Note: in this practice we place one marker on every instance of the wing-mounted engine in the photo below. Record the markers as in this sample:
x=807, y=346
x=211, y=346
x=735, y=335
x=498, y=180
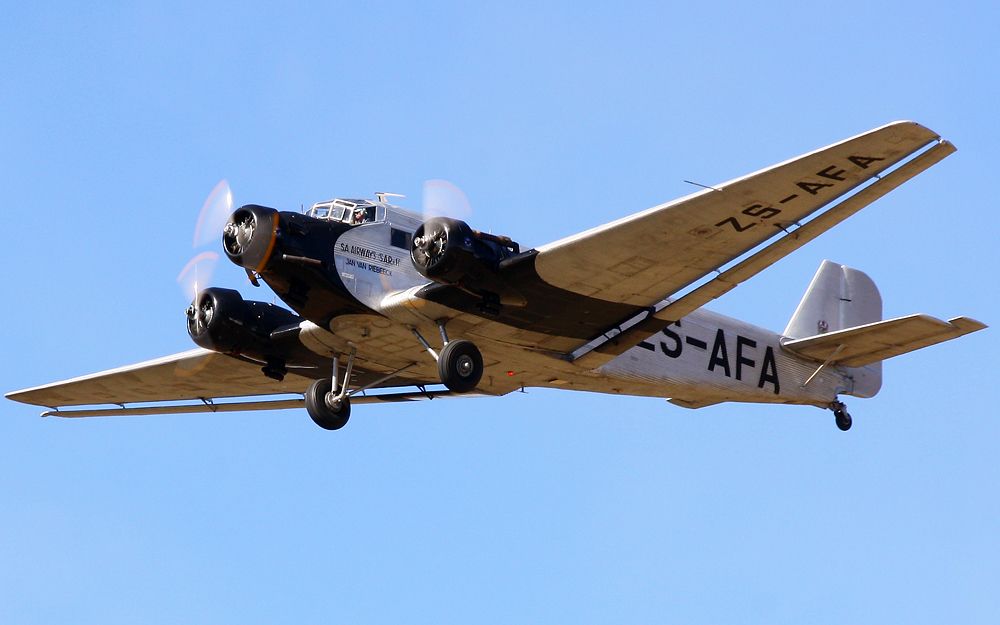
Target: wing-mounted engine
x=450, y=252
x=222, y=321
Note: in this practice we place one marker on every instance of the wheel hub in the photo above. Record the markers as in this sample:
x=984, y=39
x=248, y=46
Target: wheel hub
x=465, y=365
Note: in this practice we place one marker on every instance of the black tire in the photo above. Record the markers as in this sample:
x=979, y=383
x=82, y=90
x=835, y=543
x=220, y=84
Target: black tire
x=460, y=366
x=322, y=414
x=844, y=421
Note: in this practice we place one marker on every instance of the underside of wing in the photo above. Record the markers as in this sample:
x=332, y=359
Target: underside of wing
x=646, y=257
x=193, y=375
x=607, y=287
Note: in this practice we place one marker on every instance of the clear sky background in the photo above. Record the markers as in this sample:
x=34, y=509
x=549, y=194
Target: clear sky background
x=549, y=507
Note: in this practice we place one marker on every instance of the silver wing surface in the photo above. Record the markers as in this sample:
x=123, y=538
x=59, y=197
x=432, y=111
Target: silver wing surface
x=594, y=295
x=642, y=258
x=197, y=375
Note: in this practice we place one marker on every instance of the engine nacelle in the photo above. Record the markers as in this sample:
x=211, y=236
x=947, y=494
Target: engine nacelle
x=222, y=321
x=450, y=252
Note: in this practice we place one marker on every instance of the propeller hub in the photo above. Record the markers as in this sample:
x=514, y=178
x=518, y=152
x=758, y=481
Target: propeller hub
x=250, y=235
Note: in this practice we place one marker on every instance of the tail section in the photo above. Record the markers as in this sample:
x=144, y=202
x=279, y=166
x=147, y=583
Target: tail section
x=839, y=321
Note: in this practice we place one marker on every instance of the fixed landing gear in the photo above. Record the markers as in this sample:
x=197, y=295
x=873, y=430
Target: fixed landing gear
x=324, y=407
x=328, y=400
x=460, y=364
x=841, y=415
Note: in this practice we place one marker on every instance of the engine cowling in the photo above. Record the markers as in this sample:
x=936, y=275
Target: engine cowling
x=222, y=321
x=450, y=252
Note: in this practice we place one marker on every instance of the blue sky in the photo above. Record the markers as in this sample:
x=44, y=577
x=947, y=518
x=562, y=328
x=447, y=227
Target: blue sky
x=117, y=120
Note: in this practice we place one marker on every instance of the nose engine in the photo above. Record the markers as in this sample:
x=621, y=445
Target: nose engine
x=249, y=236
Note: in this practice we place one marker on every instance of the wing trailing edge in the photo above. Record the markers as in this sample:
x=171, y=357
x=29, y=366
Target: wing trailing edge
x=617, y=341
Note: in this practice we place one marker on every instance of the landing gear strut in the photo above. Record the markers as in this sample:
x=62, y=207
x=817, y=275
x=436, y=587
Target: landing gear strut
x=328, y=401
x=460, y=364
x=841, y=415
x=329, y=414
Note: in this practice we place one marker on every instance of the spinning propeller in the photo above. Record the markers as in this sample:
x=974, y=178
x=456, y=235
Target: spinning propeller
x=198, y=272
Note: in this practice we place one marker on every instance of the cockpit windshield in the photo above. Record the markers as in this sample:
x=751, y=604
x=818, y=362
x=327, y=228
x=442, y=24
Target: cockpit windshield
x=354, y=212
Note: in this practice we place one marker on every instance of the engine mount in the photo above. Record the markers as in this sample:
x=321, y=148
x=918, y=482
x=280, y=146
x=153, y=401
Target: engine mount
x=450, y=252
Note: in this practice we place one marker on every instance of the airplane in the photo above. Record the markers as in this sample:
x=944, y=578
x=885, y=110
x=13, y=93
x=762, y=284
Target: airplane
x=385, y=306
--
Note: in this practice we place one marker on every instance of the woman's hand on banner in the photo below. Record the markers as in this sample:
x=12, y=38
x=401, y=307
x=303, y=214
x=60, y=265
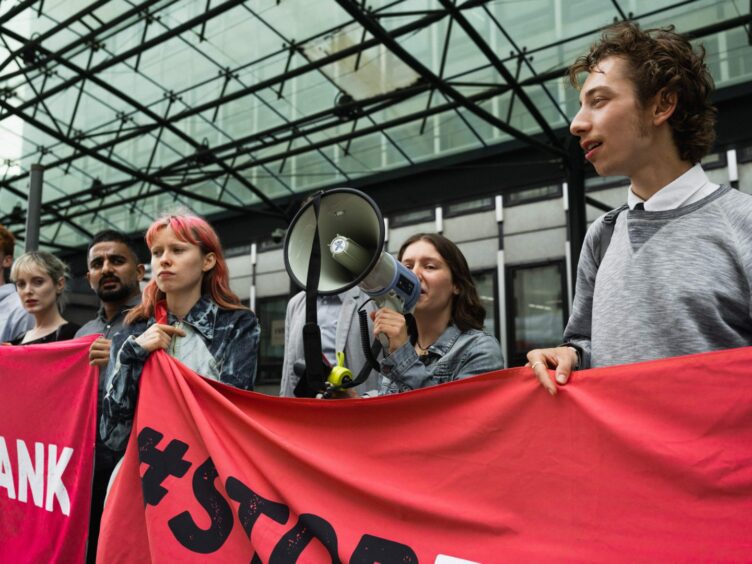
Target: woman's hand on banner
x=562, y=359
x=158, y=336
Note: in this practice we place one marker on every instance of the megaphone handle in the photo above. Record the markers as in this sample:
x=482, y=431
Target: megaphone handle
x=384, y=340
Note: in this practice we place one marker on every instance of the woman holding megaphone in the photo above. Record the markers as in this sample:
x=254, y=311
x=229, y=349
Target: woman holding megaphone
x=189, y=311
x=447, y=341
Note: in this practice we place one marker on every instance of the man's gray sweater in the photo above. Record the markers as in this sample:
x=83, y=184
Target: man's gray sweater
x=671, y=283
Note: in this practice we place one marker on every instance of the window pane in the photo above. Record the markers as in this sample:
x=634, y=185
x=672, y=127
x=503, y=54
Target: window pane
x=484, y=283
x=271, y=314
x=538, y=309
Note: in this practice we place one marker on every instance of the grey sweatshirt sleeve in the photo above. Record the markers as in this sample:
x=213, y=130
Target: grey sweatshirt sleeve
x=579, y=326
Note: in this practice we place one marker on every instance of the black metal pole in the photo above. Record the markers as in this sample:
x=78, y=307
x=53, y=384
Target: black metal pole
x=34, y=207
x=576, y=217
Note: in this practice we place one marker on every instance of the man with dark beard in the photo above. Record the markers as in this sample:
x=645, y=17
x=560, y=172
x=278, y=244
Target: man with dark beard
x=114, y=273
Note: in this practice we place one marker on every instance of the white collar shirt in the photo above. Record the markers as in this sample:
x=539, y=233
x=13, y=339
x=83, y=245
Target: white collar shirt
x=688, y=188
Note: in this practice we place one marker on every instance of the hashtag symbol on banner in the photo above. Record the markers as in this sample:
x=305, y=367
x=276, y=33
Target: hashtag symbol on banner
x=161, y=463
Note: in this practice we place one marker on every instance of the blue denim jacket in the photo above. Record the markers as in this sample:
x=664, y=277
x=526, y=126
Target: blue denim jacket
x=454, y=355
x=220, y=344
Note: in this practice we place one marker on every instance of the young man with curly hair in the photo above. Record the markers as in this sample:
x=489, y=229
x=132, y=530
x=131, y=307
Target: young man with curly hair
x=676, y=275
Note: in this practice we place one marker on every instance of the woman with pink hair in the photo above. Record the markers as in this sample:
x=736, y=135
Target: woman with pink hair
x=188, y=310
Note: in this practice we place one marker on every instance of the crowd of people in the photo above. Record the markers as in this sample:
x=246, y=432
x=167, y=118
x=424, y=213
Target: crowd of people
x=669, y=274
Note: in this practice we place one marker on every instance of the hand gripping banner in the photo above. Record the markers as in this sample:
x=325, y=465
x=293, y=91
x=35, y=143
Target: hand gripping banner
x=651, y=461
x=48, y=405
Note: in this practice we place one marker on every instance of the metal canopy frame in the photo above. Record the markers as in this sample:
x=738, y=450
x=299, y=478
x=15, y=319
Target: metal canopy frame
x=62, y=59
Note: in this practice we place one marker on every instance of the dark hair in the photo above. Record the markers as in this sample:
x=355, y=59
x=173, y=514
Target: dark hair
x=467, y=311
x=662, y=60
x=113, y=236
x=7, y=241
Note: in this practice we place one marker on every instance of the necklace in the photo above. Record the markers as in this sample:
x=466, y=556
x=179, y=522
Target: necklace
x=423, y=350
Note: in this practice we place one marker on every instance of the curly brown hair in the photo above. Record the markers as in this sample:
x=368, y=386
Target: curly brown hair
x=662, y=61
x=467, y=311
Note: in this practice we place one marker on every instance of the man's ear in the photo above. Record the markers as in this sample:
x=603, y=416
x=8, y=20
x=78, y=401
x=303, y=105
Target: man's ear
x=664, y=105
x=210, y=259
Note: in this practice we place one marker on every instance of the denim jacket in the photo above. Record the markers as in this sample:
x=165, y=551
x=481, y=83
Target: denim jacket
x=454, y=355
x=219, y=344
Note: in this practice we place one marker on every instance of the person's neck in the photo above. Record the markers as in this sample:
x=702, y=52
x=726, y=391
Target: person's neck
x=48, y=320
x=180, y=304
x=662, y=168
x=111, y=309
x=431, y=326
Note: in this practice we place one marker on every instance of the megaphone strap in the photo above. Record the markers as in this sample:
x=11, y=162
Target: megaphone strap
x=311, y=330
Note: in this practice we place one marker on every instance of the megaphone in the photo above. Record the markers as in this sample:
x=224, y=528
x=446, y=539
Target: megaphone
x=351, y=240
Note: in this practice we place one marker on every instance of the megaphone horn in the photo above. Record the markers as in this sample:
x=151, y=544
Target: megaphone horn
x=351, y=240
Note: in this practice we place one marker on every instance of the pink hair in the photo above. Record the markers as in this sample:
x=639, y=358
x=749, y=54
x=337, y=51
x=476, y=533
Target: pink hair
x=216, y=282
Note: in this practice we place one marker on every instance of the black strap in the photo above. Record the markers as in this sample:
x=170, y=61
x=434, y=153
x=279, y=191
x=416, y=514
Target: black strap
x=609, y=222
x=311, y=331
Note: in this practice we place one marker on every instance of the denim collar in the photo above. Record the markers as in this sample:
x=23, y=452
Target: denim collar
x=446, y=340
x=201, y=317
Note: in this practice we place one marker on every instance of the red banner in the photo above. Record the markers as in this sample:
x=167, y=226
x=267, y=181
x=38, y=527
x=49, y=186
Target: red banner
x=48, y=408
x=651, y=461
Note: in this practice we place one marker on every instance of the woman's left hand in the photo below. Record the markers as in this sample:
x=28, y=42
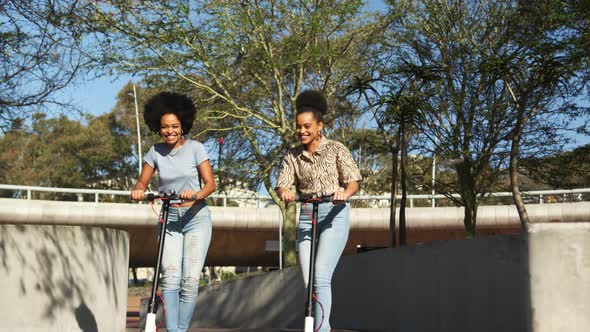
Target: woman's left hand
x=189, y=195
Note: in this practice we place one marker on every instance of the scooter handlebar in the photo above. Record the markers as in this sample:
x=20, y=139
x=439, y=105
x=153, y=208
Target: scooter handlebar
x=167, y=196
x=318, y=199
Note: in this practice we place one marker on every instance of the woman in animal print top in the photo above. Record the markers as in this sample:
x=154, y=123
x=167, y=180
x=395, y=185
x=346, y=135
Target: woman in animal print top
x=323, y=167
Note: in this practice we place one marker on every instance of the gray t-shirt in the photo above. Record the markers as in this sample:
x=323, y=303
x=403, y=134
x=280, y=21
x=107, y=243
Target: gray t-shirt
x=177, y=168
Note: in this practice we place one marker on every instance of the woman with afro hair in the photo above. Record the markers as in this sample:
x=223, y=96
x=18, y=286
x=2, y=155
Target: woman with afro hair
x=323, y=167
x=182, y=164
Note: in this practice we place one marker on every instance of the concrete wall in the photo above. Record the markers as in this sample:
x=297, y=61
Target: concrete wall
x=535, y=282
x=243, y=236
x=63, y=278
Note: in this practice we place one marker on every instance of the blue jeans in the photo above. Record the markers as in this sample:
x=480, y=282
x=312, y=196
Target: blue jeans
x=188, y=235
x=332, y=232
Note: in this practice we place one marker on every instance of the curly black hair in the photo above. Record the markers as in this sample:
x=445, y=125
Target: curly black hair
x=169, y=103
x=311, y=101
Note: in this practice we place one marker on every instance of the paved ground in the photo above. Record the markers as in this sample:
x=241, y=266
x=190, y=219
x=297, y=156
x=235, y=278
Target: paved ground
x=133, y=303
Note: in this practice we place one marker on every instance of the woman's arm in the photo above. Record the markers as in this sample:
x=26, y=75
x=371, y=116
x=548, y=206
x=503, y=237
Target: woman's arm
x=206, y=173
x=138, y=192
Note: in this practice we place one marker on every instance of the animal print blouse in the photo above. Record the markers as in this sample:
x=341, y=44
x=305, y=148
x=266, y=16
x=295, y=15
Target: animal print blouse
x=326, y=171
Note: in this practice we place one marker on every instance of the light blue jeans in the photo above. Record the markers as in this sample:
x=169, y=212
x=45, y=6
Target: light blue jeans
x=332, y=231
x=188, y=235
--
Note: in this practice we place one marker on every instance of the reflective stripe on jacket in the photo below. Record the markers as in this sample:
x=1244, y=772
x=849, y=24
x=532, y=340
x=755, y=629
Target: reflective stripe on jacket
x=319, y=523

- _WORK INSTRUCTIONS_: All lines above holding the word "below" make up the answer; copy each one.

- _WRITTEN RESPONSE_:
Note: in this practice we place one marker on every instance of the wing-mounted engine in the photo below. Record the markers as in this sample:
Note: in this practice we place one marker on every instance of the woman's hand on banner in the photo below. Record the markers as in this sample:
Note: in this practice we place one marker on every instance of the woman's left hand in the photo below. Record the markers as in this sample:
Note: in this practice we place one marker on every instance of the reflective stripe on jacket in the photo below. Record the markers as in this sample:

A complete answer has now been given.